RAW DATA =>
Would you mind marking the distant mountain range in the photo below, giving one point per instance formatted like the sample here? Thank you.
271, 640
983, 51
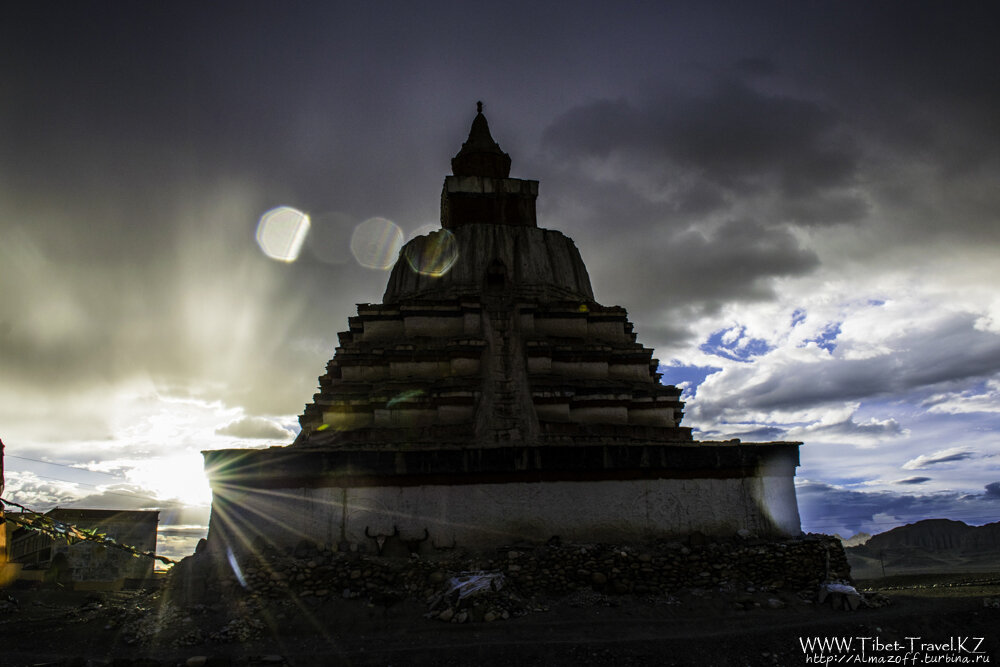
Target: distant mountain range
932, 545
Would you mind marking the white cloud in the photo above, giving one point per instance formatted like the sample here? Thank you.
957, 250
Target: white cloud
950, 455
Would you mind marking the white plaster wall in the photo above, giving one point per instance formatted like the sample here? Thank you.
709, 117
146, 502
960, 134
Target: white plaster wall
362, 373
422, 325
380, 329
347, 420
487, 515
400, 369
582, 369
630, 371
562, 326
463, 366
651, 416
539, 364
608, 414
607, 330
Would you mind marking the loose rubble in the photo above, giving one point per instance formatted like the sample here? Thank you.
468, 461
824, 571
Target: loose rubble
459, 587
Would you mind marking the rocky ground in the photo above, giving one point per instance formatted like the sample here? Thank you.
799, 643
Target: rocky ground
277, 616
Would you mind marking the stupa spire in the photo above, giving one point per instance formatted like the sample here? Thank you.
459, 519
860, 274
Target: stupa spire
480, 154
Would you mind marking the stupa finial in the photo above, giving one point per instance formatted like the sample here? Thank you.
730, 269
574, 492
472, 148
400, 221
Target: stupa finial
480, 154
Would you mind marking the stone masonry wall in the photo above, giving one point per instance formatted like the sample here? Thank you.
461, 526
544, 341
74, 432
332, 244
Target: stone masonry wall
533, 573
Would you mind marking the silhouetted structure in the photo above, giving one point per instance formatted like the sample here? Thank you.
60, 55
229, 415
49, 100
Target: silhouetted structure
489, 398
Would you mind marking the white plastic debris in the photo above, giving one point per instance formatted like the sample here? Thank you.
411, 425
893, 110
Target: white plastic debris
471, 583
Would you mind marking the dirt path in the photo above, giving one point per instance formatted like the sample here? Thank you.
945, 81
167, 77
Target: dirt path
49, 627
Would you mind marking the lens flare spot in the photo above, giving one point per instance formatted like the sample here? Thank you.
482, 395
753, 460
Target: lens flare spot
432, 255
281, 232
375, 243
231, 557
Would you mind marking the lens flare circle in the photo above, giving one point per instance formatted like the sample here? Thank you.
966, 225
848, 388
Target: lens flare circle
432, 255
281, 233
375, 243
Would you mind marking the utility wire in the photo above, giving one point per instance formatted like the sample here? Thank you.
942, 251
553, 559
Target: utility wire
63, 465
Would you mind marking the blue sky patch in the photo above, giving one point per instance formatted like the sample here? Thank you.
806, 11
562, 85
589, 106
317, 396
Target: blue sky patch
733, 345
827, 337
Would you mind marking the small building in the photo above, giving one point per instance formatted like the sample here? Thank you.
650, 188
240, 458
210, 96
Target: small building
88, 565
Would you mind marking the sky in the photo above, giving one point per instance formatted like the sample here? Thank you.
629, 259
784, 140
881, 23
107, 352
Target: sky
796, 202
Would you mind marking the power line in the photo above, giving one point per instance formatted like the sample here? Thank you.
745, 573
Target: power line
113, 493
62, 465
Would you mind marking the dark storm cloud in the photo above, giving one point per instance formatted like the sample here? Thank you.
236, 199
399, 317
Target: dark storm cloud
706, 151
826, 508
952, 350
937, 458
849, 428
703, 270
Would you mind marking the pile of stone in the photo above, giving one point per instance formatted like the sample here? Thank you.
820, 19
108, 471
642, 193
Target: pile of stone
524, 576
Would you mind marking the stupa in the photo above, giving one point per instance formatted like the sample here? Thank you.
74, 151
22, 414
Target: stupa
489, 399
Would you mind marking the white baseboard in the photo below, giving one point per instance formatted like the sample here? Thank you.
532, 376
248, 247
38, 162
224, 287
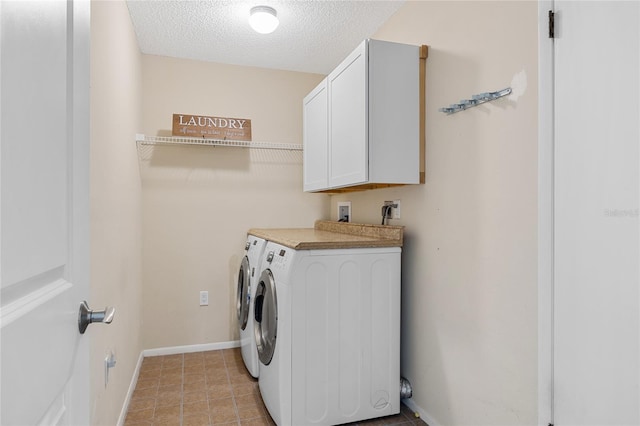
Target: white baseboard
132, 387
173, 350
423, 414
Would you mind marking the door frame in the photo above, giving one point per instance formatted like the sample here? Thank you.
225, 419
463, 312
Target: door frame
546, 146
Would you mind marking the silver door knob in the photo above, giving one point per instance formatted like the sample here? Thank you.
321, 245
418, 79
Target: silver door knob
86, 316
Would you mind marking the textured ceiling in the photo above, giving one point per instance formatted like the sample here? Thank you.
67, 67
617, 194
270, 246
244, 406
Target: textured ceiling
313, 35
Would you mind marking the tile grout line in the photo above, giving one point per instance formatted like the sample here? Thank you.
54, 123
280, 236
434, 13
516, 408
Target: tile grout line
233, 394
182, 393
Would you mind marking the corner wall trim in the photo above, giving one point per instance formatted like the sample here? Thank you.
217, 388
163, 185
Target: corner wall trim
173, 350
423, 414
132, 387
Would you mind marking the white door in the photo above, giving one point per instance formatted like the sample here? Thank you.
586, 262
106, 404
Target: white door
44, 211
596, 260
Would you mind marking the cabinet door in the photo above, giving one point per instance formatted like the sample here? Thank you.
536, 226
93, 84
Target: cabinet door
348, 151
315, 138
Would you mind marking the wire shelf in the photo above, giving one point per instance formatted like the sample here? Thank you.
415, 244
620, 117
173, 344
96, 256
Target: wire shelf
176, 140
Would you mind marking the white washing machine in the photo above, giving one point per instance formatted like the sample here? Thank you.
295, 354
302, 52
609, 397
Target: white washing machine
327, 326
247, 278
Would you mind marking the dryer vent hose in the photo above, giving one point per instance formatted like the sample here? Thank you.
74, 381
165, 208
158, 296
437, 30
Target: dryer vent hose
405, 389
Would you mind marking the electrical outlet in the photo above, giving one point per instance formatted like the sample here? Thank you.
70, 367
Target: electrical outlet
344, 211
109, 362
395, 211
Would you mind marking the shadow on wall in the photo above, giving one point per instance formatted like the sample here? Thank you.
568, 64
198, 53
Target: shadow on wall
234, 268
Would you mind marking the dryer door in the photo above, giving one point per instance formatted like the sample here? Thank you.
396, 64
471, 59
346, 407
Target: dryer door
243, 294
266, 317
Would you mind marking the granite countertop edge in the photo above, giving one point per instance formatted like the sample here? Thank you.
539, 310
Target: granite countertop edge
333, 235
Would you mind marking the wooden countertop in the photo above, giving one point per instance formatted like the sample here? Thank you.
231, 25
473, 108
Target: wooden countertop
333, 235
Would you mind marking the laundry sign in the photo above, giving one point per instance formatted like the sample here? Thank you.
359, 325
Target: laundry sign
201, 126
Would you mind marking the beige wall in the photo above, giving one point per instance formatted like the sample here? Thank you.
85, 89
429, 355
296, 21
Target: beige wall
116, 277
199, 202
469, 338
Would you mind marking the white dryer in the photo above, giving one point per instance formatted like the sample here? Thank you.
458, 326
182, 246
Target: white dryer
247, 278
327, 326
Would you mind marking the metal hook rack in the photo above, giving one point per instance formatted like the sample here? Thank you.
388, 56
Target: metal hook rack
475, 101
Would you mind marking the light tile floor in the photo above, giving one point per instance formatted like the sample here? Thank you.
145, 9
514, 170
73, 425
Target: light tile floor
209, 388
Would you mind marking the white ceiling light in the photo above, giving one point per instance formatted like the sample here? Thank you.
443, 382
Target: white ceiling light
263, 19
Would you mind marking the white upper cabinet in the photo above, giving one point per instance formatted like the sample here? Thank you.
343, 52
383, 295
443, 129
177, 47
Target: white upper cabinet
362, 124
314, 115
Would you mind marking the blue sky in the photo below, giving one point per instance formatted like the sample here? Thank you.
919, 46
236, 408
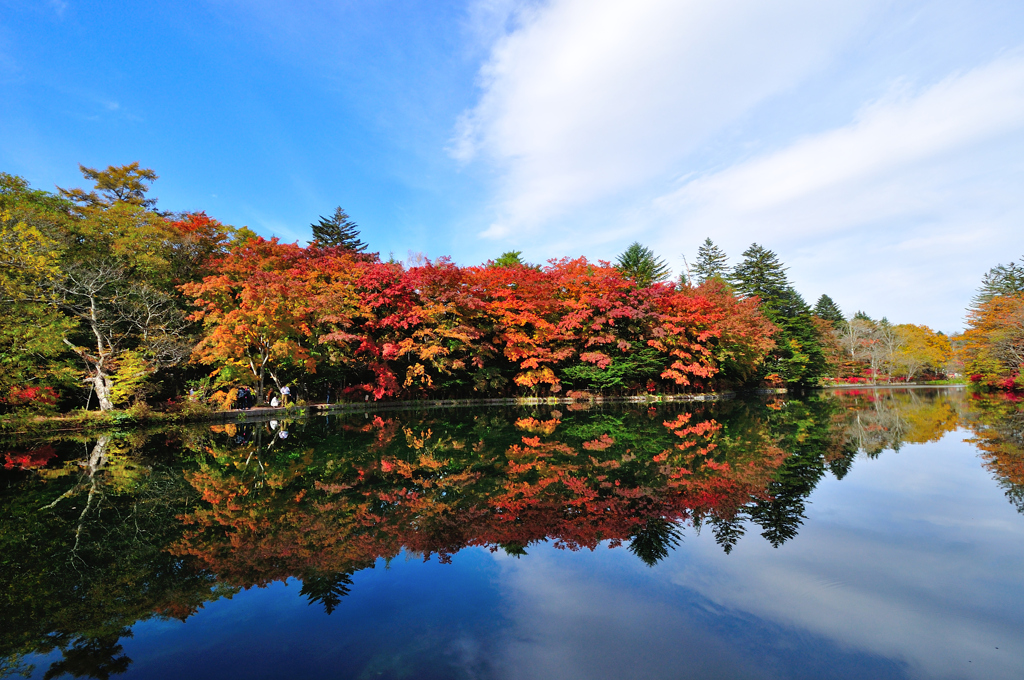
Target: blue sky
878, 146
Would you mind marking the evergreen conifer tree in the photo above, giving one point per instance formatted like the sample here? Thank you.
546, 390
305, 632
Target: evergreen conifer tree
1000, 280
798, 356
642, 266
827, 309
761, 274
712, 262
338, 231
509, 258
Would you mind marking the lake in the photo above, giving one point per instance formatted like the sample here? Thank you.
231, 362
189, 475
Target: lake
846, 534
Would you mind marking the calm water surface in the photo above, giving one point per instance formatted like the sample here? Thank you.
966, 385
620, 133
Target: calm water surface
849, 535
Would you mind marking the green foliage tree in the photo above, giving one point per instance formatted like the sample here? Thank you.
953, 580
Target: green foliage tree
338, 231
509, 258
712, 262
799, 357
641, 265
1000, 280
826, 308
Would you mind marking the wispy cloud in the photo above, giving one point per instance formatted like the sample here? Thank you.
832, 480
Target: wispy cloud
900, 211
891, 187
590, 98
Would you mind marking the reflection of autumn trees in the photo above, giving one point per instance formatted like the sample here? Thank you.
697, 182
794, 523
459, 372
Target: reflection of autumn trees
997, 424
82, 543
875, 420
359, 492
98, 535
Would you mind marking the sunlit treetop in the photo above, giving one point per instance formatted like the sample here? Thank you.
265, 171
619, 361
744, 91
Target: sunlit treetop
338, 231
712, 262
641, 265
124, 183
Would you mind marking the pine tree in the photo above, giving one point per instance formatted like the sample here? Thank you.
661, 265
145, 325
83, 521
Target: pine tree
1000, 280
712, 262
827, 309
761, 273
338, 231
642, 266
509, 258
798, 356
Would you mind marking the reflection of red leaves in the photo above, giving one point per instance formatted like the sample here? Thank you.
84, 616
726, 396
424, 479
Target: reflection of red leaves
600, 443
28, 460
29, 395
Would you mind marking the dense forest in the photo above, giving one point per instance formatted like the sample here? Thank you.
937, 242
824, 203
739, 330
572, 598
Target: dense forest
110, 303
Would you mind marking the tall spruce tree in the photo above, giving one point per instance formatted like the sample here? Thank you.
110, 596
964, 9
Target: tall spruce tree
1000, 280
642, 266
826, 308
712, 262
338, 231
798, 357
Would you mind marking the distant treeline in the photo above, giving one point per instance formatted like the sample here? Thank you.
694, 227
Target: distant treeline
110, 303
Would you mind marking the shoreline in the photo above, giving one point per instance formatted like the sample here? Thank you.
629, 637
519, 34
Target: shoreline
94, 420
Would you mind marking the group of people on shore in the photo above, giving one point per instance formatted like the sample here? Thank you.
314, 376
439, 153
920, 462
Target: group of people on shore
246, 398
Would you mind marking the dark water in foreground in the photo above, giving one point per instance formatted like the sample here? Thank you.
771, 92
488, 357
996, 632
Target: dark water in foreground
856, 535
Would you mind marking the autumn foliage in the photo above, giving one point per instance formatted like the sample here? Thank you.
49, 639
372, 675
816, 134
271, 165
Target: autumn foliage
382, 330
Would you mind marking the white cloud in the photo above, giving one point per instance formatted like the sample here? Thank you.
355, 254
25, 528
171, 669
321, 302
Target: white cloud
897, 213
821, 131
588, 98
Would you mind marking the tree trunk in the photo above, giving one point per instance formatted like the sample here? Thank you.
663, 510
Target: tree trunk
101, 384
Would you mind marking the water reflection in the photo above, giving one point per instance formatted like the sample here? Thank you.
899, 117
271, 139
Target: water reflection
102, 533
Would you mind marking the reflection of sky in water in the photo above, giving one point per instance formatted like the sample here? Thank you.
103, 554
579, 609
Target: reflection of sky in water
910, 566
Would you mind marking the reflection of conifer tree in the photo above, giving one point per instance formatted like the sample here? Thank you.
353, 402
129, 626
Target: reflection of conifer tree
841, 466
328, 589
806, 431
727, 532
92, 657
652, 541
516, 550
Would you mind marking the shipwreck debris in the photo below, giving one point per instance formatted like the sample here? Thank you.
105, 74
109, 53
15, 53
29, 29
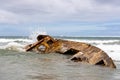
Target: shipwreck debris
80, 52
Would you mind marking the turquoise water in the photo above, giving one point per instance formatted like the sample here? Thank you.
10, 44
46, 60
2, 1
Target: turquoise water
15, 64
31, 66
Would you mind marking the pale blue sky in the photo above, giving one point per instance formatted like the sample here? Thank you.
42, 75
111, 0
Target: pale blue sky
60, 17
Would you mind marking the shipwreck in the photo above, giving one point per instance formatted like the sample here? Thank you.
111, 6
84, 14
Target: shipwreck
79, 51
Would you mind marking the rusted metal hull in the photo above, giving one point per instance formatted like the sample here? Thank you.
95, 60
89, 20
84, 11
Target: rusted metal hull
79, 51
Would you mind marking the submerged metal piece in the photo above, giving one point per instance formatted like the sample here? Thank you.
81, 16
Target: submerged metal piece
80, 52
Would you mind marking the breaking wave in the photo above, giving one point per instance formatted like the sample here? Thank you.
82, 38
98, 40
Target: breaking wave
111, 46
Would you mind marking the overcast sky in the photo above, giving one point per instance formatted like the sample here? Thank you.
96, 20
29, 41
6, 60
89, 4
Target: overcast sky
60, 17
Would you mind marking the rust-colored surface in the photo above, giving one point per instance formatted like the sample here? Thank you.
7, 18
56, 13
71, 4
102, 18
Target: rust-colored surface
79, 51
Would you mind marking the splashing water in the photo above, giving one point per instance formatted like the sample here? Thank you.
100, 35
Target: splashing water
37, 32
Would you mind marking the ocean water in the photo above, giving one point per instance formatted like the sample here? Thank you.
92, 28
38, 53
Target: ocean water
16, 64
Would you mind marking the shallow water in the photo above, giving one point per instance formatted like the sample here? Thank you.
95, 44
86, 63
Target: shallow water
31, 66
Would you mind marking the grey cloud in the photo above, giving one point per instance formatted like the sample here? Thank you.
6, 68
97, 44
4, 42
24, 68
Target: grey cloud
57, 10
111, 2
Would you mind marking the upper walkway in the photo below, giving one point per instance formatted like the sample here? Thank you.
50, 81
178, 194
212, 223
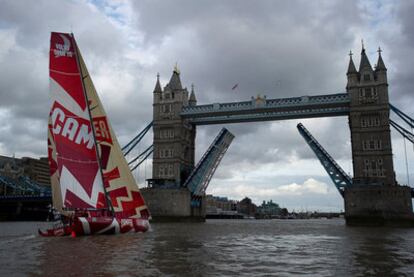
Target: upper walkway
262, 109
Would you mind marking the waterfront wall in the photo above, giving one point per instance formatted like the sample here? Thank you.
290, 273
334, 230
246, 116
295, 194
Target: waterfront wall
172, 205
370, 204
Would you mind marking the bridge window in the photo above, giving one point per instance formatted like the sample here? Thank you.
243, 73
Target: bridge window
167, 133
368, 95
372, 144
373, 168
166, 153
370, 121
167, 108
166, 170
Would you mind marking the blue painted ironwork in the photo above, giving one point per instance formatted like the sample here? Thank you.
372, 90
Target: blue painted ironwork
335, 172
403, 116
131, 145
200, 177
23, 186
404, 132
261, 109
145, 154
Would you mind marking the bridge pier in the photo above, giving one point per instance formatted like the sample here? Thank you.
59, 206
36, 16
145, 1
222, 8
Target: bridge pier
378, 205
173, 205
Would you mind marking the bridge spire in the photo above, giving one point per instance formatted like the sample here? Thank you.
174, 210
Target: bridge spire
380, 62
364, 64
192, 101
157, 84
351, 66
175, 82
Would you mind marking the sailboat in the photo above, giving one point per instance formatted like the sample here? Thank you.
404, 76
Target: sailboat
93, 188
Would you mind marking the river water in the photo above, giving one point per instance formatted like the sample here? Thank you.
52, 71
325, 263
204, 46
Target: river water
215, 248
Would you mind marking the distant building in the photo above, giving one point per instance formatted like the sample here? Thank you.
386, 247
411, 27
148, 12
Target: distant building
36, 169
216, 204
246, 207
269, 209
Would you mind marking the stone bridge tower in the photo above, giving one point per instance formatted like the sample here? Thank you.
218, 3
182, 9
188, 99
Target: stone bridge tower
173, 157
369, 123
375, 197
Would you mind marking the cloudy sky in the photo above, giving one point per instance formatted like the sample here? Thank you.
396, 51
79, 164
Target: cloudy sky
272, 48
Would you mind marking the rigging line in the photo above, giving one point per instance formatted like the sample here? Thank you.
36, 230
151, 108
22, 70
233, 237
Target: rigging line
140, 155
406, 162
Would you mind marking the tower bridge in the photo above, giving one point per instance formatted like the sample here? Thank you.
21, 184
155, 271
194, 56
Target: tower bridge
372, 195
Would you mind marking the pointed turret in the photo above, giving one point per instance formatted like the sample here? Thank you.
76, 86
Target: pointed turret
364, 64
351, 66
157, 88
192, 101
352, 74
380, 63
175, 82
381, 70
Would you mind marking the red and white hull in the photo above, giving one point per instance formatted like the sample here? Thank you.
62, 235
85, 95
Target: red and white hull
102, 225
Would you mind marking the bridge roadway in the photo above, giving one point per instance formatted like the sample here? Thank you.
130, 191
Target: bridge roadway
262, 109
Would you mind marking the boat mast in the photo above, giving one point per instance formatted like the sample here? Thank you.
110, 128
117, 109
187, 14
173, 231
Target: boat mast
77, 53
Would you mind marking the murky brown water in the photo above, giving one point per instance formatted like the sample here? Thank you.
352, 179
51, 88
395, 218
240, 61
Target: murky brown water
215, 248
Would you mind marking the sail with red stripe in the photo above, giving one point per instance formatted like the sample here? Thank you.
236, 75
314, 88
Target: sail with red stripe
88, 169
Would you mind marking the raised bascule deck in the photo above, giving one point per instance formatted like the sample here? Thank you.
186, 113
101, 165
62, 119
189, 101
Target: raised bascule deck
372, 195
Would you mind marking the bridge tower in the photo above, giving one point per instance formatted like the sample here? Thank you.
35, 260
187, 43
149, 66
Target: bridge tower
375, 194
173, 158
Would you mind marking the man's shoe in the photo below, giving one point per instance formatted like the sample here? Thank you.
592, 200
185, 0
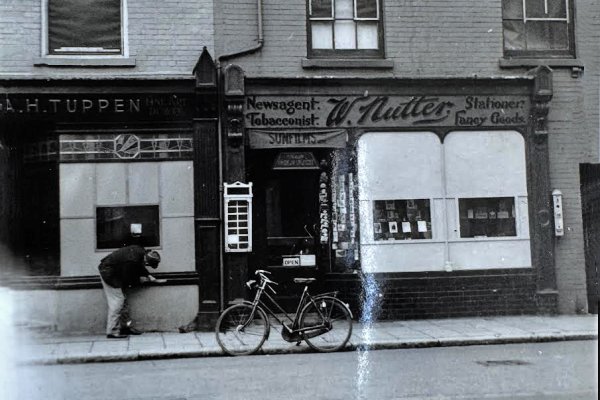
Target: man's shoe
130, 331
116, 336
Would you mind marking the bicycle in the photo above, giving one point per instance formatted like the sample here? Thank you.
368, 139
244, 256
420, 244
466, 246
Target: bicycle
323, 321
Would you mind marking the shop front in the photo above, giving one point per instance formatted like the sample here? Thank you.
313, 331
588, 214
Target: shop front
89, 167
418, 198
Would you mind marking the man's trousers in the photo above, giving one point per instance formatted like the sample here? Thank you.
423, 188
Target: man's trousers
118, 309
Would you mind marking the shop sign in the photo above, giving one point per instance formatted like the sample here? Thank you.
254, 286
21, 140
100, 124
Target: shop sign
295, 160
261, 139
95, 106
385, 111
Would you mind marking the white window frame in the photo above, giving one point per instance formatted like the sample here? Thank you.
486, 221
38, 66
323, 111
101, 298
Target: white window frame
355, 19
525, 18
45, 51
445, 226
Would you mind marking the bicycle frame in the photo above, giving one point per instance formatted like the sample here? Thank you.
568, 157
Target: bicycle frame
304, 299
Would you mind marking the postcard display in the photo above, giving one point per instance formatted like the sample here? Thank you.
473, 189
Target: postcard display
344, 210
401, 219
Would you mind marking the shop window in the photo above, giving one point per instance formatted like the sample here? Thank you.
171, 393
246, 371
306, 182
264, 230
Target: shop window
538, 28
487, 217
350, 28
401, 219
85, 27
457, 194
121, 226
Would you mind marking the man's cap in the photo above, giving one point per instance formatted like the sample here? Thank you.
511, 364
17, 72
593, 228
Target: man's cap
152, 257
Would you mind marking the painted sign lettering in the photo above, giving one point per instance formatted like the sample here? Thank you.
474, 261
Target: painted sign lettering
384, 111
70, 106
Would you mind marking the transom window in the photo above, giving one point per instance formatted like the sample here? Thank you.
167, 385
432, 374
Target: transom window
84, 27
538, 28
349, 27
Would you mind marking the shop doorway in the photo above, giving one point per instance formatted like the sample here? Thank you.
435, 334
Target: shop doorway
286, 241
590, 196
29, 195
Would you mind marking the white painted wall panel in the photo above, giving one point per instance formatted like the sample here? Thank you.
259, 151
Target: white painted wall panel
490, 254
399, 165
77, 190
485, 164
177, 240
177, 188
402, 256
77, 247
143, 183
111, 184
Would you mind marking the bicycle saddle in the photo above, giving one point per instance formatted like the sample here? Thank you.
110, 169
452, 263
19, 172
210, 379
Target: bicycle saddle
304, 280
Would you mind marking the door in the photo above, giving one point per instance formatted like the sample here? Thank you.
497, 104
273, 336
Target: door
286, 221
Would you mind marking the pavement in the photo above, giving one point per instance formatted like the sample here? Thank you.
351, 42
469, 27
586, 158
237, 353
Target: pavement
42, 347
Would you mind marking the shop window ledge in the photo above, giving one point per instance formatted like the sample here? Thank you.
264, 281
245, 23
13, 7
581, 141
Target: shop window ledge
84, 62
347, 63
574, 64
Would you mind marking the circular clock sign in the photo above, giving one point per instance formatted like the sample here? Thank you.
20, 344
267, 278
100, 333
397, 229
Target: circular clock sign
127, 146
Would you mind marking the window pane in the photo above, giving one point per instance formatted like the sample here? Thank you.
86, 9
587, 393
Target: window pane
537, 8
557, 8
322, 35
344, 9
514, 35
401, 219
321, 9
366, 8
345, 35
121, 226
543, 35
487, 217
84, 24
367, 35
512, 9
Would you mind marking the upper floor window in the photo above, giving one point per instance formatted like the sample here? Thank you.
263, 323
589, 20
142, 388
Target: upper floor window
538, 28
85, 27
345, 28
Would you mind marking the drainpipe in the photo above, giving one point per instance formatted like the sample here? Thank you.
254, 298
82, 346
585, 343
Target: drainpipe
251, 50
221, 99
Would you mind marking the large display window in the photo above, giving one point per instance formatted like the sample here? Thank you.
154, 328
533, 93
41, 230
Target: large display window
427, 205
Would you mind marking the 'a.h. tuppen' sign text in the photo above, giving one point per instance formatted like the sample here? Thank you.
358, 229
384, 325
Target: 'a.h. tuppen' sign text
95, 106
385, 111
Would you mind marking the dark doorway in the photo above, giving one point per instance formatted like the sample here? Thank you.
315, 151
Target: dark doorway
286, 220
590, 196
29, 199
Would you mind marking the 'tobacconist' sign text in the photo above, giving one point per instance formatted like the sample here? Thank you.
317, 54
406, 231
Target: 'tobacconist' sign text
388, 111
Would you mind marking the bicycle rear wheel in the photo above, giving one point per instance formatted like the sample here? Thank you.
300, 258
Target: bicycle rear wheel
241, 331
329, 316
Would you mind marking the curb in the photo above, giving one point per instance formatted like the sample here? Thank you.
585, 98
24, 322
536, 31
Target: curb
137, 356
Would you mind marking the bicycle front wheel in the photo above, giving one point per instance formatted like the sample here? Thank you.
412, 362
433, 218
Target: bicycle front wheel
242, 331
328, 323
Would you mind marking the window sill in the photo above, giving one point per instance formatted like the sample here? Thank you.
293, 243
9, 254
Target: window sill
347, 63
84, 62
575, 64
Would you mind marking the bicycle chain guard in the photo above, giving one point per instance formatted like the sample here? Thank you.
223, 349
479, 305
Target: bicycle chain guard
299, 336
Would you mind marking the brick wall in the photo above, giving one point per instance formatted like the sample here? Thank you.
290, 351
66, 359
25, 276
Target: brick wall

SHORT TASK =>
Reproduce precisely the span of lines that begins at the line containing "Would you mind marking the curb" and ends with the last line of the listing.

CORRECT RESULT =>
Would you mind marking the curb in the photo above, giving one point per instance formatted like the sample here? Thank you.
585, 98
24, 322
536, 31
Target: curb
137, 356
Would you mind marking the bicycle front wheel in the photo above, giving one point per instance formatted like the sample here? Thank you.
412, 362
433, 218
Target: bicycle front wheel
242, 331
328, 323
Would you mind marking the window sill in the photo above, giving one point per instance formatted like the sample here? Thank you.
293, 243
9, 254
Target: window sill
347, 63
84, 62
575, 64
Would you mind marking the bicycle chain guard in the photo above, giving one point per instance formatted like the sample here? Thank you.
223, 349
479, 305
Target: bicycle chain guard
299, 336
Would you mind marking the brick wall in the photo above, giving one point per instance formatted like the sample here? Thank you.
290, 351
66, 359
25, 276
Target: brick wall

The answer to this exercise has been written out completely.